The problem: Rewrite the items below, replacing "banana boat" with "inflatable raft" and leaving every other part unchanged. Omit the pictures from your answer.

Available data:
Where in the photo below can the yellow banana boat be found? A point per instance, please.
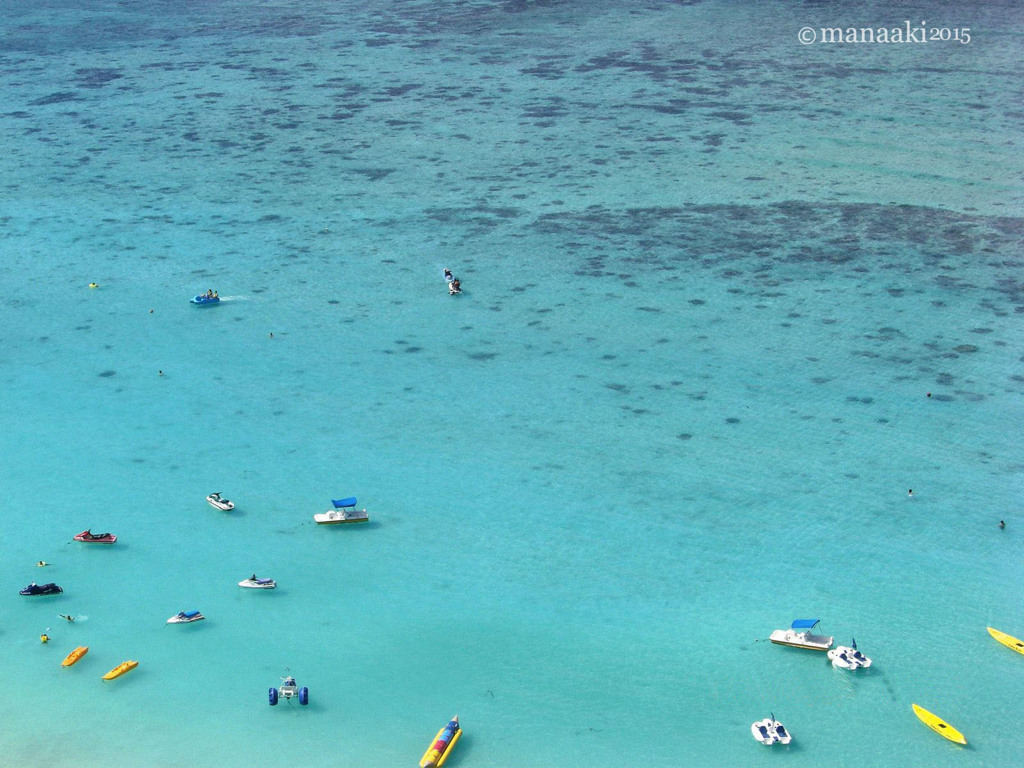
(1009, 640)
(938, 725)
(120, 670)
(75, 655)
(441, 745)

The response:
Where in the photo below can the yellow inflatable raft be found? A point per instance, please.
(1009, 640)
(938, 725)
(120, 670)
(75, 655)
(441, 745)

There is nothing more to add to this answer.